*** DATA FOR THIS TASK

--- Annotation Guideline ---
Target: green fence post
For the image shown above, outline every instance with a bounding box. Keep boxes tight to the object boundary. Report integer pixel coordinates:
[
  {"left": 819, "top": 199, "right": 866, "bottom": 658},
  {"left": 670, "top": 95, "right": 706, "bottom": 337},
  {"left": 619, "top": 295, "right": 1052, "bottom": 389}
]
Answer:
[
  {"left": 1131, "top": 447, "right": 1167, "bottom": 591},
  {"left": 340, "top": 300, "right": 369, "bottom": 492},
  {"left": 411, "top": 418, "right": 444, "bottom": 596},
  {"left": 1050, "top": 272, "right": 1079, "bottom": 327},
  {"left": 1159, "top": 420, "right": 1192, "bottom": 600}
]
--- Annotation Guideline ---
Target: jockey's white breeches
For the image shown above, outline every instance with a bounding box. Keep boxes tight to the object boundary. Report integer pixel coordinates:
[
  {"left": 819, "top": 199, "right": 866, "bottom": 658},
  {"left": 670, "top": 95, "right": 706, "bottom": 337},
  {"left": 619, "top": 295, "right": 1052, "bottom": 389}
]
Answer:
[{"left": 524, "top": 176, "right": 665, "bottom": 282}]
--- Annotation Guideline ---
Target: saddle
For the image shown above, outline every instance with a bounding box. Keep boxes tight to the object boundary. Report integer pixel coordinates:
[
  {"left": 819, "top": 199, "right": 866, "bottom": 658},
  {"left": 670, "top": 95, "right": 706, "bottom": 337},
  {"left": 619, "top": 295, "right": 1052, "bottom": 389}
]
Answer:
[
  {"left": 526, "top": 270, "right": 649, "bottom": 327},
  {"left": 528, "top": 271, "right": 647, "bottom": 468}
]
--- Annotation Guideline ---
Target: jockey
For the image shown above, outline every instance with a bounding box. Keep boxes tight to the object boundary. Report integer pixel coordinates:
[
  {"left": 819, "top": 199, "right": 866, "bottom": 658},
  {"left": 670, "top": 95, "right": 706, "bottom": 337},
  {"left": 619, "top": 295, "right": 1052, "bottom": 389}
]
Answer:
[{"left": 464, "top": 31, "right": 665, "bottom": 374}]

******

§ TASK INSTRUCTIONS
Work through the data above line by line and give the number of lines in which "Target" occurs. Add nothing else.

§ EXERCISE RESULT
4